- [Problem]
Could you retype the records word for word but without any pictures?

- [Record extracts]
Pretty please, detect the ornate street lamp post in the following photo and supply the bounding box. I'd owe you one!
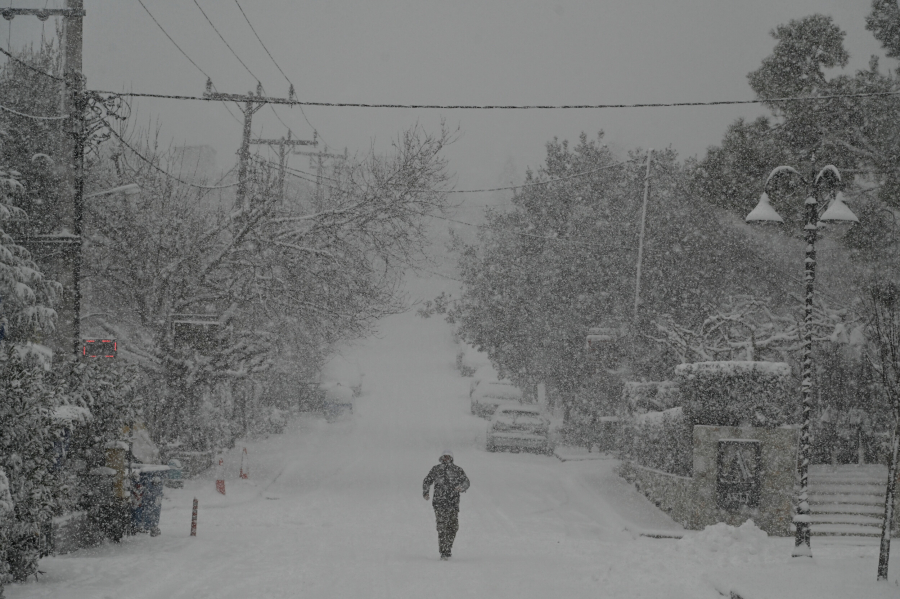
[746,165,858,557]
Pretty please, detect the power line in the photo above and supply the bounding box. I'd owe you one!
[192,0,258,84]
[0,102,67,120]
[0,45,63,81]
[87,88,900,110]
[233,0,327,146]
[136,0,209,80]
[264,155,633,195]
[108,126,240,190]
[134,0,243,128]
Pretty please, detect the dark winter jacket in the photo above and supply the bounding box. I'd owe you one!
[423,462,470,511]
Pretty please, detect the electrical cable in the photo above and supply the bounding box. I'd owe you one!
[134,0,243,127]
[0,102,67,120]
[0,46,63,81]
[91,88,900,110]
[108,126,240,190]
[264,155,636,194]
[233,0,326,145]
[192,0,258,84]
[136,0,210,80]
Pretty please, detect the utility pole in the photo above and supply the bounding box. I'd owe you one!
[633,149,652,323]
[5,4,87,356]
[63,0,85,356]
[249,130,317,203]
[204,83,305,213]
[294,146,346,206]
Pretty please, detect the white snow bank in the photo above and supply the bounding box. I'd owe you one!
[677,520,774,566]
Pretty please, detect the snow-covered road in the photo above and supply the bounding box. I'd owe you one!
[7,278,899,599]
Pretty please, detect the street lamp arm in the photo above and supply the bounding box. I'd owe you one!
[814,165,842,186]
[764,165,805,189]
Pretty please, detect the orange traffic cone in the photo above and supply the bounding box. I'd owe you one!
[239,447,249,480]
[215,459,226,495]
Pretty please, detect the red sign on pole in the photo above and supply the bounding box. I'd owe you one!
[81,339,117,358]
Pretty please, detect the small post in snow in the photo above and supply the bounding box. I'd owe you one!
[190,497,198,537]
[215,459,226,495]
[239,447,249,480]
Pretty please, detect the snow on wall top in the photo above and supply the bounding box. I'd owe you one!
[674,361,790,378]
[634,406,683,425]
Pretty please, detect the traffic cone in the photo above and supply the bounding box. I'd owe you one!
[215,459,226,495]
[239,447,249,480]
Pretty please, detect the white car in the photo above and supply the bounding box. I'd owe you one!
[486,405,553,454]
[470,380,523,418]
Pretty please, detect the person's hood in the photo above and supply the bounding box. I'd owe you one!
[440,450,453,461]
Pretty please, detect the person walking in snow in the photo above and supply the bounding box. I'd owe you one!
[423,450,470,560]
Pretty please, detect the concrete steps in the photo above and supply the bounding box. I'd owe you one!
[804,465,892,539]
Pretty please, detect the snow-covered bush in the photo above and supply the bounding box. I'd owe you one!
[619,407,692,477]
[676,361,795,428]
[0,349,60,583]
[50,359,141,515]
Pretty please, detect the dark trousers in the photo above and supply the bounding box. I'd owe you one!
[434,507,459,557]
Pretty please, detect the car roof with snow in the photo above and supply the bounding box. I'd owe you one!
[472,381,522,399]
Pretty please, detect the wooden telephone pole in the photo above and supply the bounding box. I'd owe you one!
[293,146,346,205]
[249,130,317,202]
[0,1,88,356]
[204,83,312,212]
[64,0,86,356]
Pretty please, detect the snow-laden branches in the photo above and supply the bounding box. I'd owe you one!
[652,295,862,364]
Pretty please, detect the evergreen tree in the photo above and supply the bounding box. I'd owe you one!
[0,349,59,583]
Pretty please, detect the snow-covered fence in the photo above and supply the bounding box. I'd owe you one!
[676,361,794,428]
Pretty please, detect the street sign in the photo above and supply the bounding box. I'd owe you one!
[716,439,761,511]
[82,339,117,358]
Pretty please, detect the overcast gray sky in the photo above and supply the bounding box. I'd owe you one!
[6,1,896,207]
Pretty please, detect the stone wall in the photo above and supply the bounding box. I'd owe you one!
[618,425,800,536]
[690,425,799,536]
[618,461,693,529]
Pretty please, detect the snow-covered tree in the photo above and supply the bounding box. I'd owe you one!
[83,122,454,451]
[0,349,59,584]
[863,280,900,580]
[444,135,794,419]
[692,10,900,261]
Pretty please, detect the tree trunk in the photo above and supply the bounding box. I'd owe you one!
[877,419,899,581]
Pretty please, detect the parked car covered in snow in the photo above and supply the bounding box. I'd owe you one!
[470,380,523,418]
[486,405,553,454]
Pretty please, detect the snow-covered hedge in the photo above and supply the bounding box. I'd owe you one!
[675,361,795,428]
[620,406,692,477]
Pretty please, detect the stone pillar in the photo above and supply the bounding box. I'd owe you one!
[691,425,799,536]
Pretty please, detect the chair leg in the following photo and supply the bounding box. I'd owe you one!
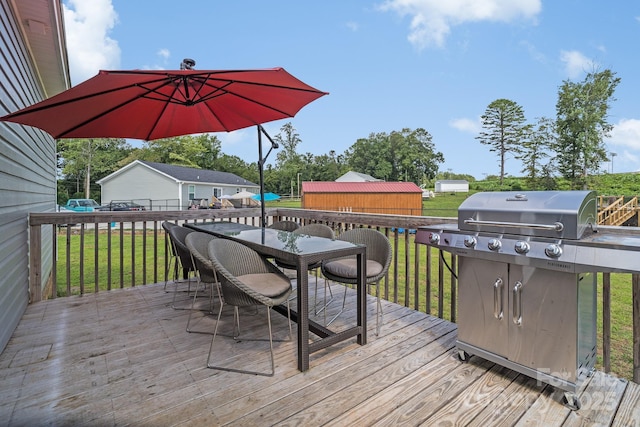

- [Result]
Pretty please, detect the ornate street lamp post in the following photo and supply the bounding box. I'd owe you one!
[746,165,858,557]
Pretty please, detect the power line in the photo above and supply the bounding box. I'd owe you one!
[192,0,258,84]
[0,102,67,120]
[0,45,63,81]
[87,88,900,110]
[233,0,327,146]
[136,0,209,80]
[264,155,633,195]
[108,126,240,190]
[134,0,243,128]
Pretty please, detect the dark winter jacket in the photo above and supply the bounding box. I'd owe you one!
[423,462,470,511]
Pretty please, detect the electrical cable in the photo above and supply the bounding box. I'd owe you one!
[134,0,243,127]
[0,102,67,120]
[0,46,63,81]
[91,88,900,110]
[108,126,240,190]
[264,155,636,194]
[233,0,326,145]
[192,0,258,84]
[136,0,210,80]
Pretty please, detect the utility pole in the photo above and supply the bounding box. I'd owe you one!
[633,149,652,323]
[5,4,87,356]
[63,0,85,356]
[249,130,317,203]
[204,83,305,213]
[294,146,346,206]
Pretty please, detect the white snow bank in the photo above and supply the bounding box. I'd owe you one!
[677,520,774,566]
Pretty please, detect the snow-covered road in the photo above and supply the bounding box. I'd owe you one!
[7,278,899,599]
Pretty please, detect the street lamp arm in the photo above and supply the bounding box. I'd owe you one!
[814,165,842,186]
[764,165,805,189]
Pretty please, detect the orange traffic cone in the photo above and supply the bounding box. I'd owe you one!
[239,447,249,480]
[215,459,226,495]
Pretty please, detect the red sign on pole in the photo above and supply the bounding box. I'd owe you one!
[81,339,117,358]
Pretty please, detect the small post in snow in the photo above and supply the bounding box. I'd owe you one!
[190,497,198,537]
[215,459,226,495]
[239,447,249,480]
Pretty please, detect the snow on wall top in the photo above and supply the bounding box. I'd owe you one!
[674,361,790,378]
[634,406,683,425]
Pretty please, detect the traffic cone in the photo above and supply the bounding box. I'd owe you one!
[215,459,226,495]
[239,447,249,480]
Pretty please, detect the white car in the photo above and supply the bounding box. I'd owe you one!
[486,405,553,454]
[470,380,523,418]
Pretty please, detect the person's hood in the photo above and supply the bounding box. I'd owe you one!
[440,450,453,461]
Pretty please, detect the person walking in snow in the photo above and supply the bounding box. I'd owe you one!
[423,450,470,560]
Pretty please, detect the concrete steps in the photo above and supply the bounding box. I'd owe you one!
[804,465,892,539]
Pretty please, detect the snow-covered bush in the photo above and supply the bounding box. I'd owe you one!
[619,407,692,477]
[676,361,795,428]
[0,349,60,583]
[50,359,141,515]
Pretty please, detect the dark trousers in the photo above and supply the bounding box. I'd owe you one!
[434,507,459,557]
Pretty please, detect the car roof with snow in the photo above and supply the bounding box. I'd owe you one!
[472,381,522,399]
Pretty please, detect the wooden telephone pole in the photo above and supply the bounding box. I'd owe you one!
[293,146,346,205]
[249,130,317,202]
[0,1,88,356]
[204,83,312,212]
[64,0,86,356]
Pretty please, detect the snow-laden branches in the photo above and supply the bounding box. I'd owe you one!
[652,295,862,364]
Pretty please, detect the evergreen tree in the photo above and supply the bounding box. I'd owe you one!
[0,349,59,583]
Pretty please, detect the snow-covered fence in the photo above and supply the bounding box. I'd owe you one!
[676,361,794,428]
Pretty please, detect the street sign in the photo above and supply the bounding box. I'd owe you one!
[716,439,761,511]
[82,339,117,358]
Pretty please, detect the overcast gray sky in the photo above and supply the bounding box. I'd owe you one!
[6,1,896,207]
Pretty please, detect the stone wall in the photo above and supply the bounding box. I'd owe you one!
[618,425,800,536]
[690,425,799,536]
[618,461,693,529]
Pretty please, detect the snow-covered tree in the photo above and supply the bounding box. I'd owe you one!
[83,122,454,451]
[0,349,59,584]
[863,280,900,580]
[444,135,794,419]
[692,10,900,261]
Pretty please, detect the tree trunk in the photo above and supply the bounding box. I'd owe you one!
[877,419,899,581]
Pretty please, detect the parked car covered in snow in the photo above and supply the bounding box. I'd owe you one!
[470,380,523,418]
[486,405,553,454]
Pretty please, detect the snow-covered hedge in the photo above and supply the bounding box. I'd owe you one!
[675,361,795,428]
[620,406,692,477]
Pretty please, detect the stone pillar in the photo above and supply the bounding box. I'd owe you one!
[691,425,799,536]
Pretty please, detect the chair leg in the following photo and supply the bounding box. I'd owe you one!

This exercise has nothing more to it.